_SOURCE EXTRACT_
-------
New Red State Soundsystem single – “Entropy”

The new Red State Soundsystem single, “Entropy”, was inspired by Neil Gaiman and Mike Carey’s take on the character of Lucifer in DC’s Vertigo comics line (specifically Gaiman’s Sandman and Carey’s Lucifer). It’s also a bit of an experimental track.

The vocal treatments were achieved by tripling the lead vocal, pitch-shifting it, and doing some other various weirdness to everything. It was inspired by the way Scorsese treated Satan’s voice in The Last Temptation Of Christ. (Which was probably just an Eventide Harmonizer.) All vocals, needless to say, are mine. I was also attempting to do something a bit more straight-up “rock” than the usual RSS tracks, though it of course still ended up being weird.

I’m not sure about this track — I like it a lot, but I don’t know if RSS fans will. But I figure it’s my job to try new things. Some of them stick, some don’t.

The b-side is an acoustic version of “Berlin Floor Show” with some additional lyrics (not mine).

Corollary thoughts on auditory AR/ambient stuff

  • Many years ago I read about a dude who’d converted Unix server logs into a real-time auditory environment — specifically, a rain forest. Server load controlled the level of the rain, CGI calls were bird chirps, potential malicious attacks were the cough of a jaguar, etc. Sadly, I can’t find any info on this anymore. Anybody know anything?
  • A simpler, easy-to-implement application: you assign musical DNA traits to individual aspects of your collected data stream, and your Pandora/Last.fm/MOG/whatever retrieves music accordingly. For example: whenever I receive new mail, play “excited” music. Or whenever I sell an item on Etsy, play Iggy Pop’s “Success”. It’s not matching music to your mood, it’s matching it to your information landscape.
  • Once I turn on Stikki’s “local only” feature, I’m thinking of seeding the world with microcompositions — music only available when the user is in a specific location. Like “Soundtrack to the corner of Maryland and Harmon”.
  • Somebody ought to pay me to think about this stuff. Everybody email Joi and tell him to hire me at the Media Lab. 😉

Augmented (non-visual) reality

Been thinking a lot about augmented reality recently, for fairly obvious reasons. The other night I was talking to Yiying Lu at the first LaunchUp Las Vegas about AR and the possibilities inherent in it, and it got me thinking.

I’ve always had a big interest in ambient information interfaces and what is apparently called “calm technology“. Ambient information is really the idea that much of the information we’re required to monitor/process in our daily lives doesn’t actually require our complete attention all the time; that our interface to it can be passive, subliminal, rather than active and engaged.
-------
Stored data
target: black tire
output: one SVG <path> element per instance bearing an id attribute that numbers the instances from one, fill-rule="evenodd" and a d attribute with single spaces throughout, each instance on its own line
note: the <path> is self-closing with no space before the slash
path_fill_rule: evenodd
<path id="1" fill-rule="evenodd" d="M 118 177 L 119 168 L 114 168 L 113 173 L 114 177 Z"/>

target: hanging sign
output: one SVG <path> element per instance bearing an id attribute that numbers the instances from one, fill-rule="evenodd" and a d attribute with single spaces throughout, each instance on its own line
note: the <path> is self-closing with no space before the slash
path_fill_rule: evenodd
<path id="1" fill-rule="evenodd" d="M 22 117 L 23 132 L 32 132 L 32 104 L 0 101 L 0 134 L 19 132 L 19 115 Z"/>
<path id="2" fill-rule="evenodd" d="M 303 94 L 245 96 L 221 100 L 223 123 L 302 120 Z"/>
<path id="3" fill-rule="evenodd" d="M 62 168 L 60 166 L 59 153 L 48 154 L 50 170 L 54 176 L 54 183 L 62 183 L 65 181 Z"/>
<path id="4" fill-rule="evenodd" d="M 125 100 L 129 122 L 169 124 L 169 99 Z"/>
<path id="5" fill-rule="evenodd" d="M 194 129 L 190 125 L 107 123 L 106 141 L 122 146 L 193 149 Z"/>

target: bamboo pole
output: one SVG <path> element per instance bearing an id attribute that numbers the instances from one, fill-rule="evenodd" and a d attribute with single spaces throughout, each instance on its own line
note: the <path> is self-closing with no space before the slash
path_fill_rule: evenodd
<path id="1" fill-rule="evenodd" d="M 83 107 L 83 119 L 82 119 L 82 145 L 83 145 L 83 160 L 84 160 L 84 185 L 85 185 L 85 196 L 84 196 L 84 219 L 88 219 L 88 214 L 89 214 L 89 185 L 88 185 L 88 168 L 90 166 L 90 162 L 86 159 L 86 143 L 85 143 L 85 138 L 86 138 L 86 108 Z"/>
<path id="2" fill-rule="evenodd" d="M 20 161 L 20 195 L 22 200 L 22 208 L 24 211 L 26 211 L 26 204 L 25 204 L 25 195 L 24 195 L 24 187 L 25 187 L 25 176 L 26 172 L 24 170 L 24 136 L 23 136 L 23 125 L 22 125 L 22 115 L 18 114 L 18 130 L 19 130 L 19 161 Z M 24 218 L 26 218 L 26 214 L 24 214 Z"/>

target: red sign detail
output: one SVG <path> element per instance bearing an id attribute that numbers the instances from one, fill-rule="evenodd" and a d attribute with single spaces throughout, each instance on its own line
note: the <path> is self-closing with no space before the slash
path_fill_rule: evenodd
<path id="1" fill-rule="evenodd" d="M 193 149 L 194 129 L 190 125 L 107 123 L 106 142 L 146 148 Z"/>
-------
_STUDY QUESTIONS_
A. Reproduce everything in the blog post from "I’ve always had" down to "active and engaged.".
B. According to the blog post, what is the b-side of the "Entropy" single?
C. In one to three sentences, explain why the blog post says a person's interface to ambient information can be passive instead of active and engaged.
This data has no connection to the blog post.

_TASK-BY-TASK SOLUTIONS_
A.
I’ve always had a big interest in ambient information interfaces and what is apparently called “calm technology“. Ambient information is really the idea that much of the information we’re required to monitor/process in our daily lives doesn’t actually require our complete attention all the time; that our interface to it can be passive, subliminal, rather than active and engaged.

B. An acoustic version of "Berlin Floor Show" with some additional lyrics that the writer did not write.

C. Much of the information people must monitor or process in daily life doesn't actually require their complete attention all the time. Because of that, the interface to it can be passive and subliminal.